--- Zadanie do wykonania ---
Proszę przedstawić poniższe wpisy w postaci listy numerowanej, pomijając puste wiersze.
─── Dostarczony materiał
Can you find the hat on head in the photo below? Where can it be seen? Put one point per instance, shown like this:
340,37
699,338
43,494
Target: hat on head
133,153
──────
--- Rozwiązanie zadania ---
1. Can you find the hat on head in the photo below? Where can it be seen? Put one point per instance, shown like this:
2. 340,37
3. 699,338
4. 43,494
5. Target: hat on head
6. 133,153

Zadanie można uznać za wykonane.